## WHAT YOU HAVE TO DO
Locate the line containing "Note: pick out each instance of the person wearing" in the data below. Reproduce it and every following line up to the end, exactly as given.

— Begin —

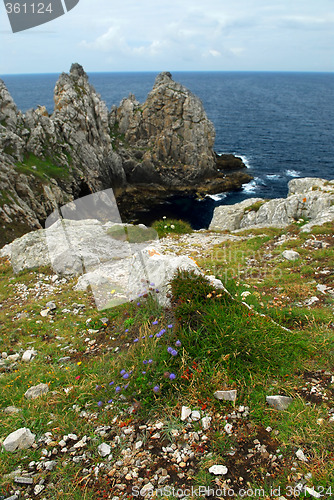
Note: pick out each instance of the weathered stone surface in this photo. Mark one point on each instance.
(19, 440)
(36, 391)
(230, 216)
(185, 412)
(49, 160)
(308, 199)
(291, 255)
(104, 449)
(218, 470)
(279, 402)
(170, 134)
(116, 267)
(226, 395)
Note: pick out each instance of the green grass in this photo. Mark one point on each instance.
(132, 234)
(167, 227)
(42, 168)
(207, 338)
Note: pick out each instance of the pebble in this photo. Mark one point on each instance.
(228, 428)
(218, 470)
(36, 391)
(38, 488)
(226, 395)
(300, 455)
(185, 412)
(104, 449)
(279, 402)
(20, 439)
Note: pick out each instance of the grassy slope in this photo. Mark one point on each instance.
(220, 344)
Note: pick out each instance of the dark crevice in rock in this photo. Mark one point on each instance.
(146, 152)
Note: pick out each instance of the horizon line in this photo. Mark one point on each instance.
(175, 71)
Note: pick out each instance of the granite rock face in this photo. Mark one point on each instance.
(309, 199)
(48, 160)
(117, 269)
(170, 137)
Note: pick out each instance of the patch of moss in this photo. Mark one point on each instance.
(256, 206)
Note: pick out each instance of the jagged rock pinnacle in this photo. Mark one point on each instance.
(77, 70)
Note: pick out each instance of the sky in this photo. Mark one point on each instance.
(170, 35)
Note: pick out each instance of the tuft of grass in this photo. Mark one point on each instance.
(42, 168)
(166, 227)
(132, 234)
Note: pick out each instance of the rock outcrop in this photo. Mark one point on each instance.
(168, 138)
(118, 262)
(310, 200)
(164, 145)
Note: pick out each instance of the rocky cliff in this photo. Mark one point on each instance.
(145, 152)
(310, 202)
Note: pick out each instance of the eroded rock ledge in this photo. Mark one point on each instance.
(145, 152)
(310, 201)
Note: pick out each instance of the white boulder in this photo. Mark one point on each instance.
(19, 440)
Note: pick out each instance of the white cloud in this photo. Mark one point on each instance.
(188, 35)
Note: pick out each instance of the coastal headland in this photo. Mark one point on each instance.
(146, 152)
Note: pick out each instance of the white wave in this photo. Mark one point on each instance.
(250, 187)
(273, 177)
(292, 173)
(217, 197)
(244, 158)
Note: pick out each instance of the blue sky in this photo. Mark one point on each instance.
(188, 35)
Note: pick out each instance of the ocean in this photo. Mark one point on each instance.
(280, 124)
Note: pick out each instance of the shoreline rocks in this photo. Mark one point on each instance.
(161, 147)
(310, 201)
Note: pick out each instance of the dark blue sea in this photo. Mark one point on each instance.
(280, 124)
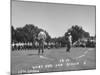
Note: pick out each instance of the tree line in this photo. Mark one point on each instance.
(29, 33)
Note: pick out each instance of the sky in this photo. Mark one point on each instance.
(56, 19)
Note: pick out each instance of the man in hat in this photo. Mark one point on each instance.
(69, 42)
(41, 40)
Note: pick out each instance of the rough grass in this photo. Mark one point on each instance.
(52, 60)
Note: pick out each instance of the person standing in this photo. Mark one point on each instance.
(69, 42)
(41, 40)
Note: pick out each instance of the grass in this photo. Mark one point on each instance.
(52, 60)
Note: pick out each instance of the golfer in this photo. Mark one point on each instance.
(69, 42)
(41, 40)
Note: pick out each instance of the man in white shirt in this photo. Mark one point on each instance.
(41, 40)
(69, 44)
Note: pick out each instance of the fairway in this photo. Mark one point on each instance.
(28, 61)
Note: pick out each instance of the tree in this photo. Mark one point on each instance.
(77, 32)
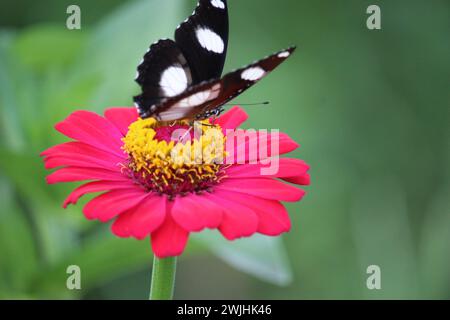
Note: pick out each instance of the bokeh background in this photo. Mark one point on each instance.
(370, 109)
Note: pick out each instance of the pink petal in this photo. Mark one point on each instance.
(108, 205)
(92, 129)
(287, 167)
(72, 174)
(244, 147)
(81, 160)
(264, 188)
(142, 220)
(273, 218)
(169, 239)
(75, 147)
(301, 180)
(232, 119)
(96, 186)
(122, 117)
(238, 220)
(195, 213)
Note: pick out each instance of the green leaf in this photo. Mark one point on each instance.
(435, 247)
(383, 237)
(18, 251)
(101, 258)
(261, 256)
(46, 47)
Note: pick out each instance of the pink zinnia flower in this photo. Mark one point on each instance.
(148, 193)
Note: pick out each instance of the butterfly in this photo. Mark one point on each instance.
(181, 78)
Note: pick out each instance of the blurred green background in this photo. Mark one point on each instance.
(370, 109)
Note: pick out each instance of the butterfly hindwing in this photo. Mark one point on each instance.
(199, 100)
(203, 39)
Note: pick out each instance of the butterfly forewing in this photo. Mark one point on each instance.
(203, 39)
(164, 72)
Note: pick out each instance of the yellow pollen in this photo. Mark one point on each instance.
(165, 163)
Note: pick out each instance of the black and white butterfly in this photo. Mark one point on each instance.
(181, 79)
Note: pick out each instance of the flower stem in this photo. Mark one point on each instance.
(163, 278)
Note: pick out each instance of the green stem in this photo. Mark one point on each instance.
(163, 278)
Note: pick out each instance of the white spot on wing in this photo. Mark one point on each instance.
(218, 4)
(210, 40)
(173, 81)
(253, 73)
(199, 98)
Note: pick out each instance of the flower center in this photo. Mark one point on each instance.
(175, 159)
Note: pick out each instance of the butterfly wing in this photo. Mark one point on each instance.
(164, 72)
(199, 100)
(198, 53)
(203, 39)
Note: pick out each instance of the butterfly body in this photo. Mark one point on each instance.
(181, 79)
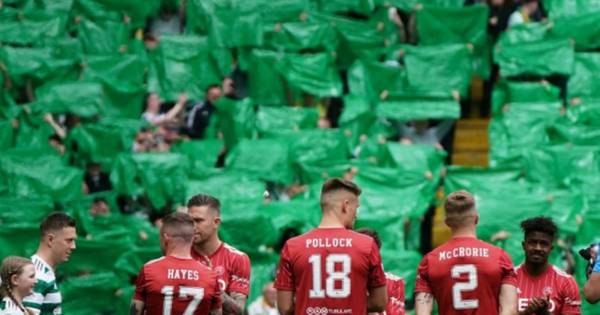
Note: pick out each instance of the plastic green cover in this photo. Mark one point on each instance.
(31, 27)
(418, 108)
(266, 159)
(541, 58)
(584, 81)
(39, 176)
(183, 63)
(560, 165)
(269, 119)
(90, 294)
(103, 37)
(444, 68)
(236, 120)
(438, 25)
(160, 176)
(85, 99)
(33, 209)
(21, 239)
(103, 141)
(582, 28)
(297, 36)
(122, 79)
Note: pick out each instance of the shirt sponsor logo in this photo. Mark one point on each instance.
(328, 243)
(464, 252)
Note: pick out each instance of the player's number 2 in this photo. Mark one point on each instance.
(184, 292)
(333, 276)
(460, 287)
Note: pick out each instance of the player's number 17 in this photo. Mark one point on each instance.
(459, 287)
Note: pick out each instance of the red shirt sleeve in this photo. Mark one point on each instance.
(422, 284)
(216, 303)
(376, 273)
(140, 291)
(285, 279)
(509, 276)
(570, 298)
(240, 276)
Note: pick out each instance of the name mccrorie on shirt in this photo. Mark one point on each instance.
(328, 242)
(464, 252)
(182, 274)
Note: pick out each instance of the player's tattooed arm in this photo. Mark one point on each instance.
(137, 307)
(234, 303)
(423, 303)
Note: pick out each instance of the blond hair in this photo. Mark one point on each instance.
(460, 207)
(12, 265)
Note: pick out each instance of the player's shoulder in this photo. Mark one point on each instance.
(232, 251)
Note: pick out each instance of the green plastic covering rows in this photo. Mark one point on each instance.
(87, 58)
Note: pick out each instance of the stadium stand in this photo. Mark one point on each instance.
(268, 145)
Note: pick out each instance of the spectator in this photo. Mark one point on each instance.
(525, 14)
(95, 179)
(153, 115)
(421, 132)
(99, 207)
(199, 117)
(265, 304)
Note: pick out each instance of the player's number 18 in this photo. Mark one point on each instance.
(333, 276)
(459, 287)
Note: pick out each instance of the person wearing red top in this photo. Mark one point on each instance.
(176, 283)
(231, 265)
(332, 269)
(465, 276)
(544, 289)
(395, 284)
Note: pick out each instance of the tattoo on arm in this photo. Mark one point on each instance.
(233, 303)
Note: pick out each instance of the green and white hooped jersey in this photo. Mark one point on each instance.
(8, 307)
(46, 297)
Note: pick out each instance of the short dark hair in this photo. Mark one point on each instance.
(179, 224)
(56, 221)
(340, 184)
(540, 224)
(372, 233)
(200, 200)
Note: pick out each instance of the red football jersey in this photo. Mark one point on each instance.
(396, 297)
(330, 271)
(560, 286)
(171, 285)
(465, 275)
(232, 266)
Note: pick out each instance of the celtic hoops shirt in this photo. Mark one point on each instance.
(46, 298)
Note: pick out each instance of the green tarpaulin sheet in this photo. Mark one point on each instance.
(85, 99)
(236, 120)
(582, 28)
(444, 68)
(467, 25)
(122, 79)
(161, 177)
(298, 36)
(103, 37)
(541, 58)
(183, 63)
(21, 239)
(266, 159)
(31, 27)
(91, 294)
(584, 81)
(269, 119)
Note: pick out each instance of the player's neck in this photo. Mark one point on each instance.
(464, 232)
(535, 270)
(46, 255)
(209, 247)
(182, 252)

— End —

## TASK ANSWER
Note: pick out each instance of the person wearing red top in this photo. Mark one point on each instance.
(176, 283)
(231, 265)
(332, 269)
(465, 276)
(544, 289)
(395, 284)
Note: pick out each instance of the tattoo on arm in this photo. Mark one point on each instance.
(233, 303)
Note: pick out each instance of the green and white hooped jersey in this photo. Mark one point on each instance.
(8, 307)
(46, 297)
Note: pick out each instance of the short dark hair in this photo. Mark one point on each instance.
(179, 224)
(56, 221)
(340, 184)
(540, 224)
(372, 233)
(200, 200)
Note: pick out each instance of the red football jersey in this photo. Mark one point on each instance.
(396, 297)
(330, 271)
(560, 286)
(171, 285)
(465, 275)
(232, 266)
Note: pick out each instance of the celtic hoops shirt in this photo. Mark one point on each instance.
(46, 298)
Note: pick out each instance of the green tarpaulin sheet in this photo. Mark one point on each instance.
(85, 99)
(236, 120)
(582, 28)
(444, 68)
(467, 25)
(122, 79)
(161, 177)
(298, 36)
(103, 37)
(541, 58)
(183, 63)
(21, 239)
(266, 159)
(31, 27)
(91, 294)
(584, 81)
(269, 119)
Note: pick out each instance of the player's neck in this photo. Mark one point on each instance.
(464, 232)
(535, 270)
(46, 255)
(209, 247)
(182, 252)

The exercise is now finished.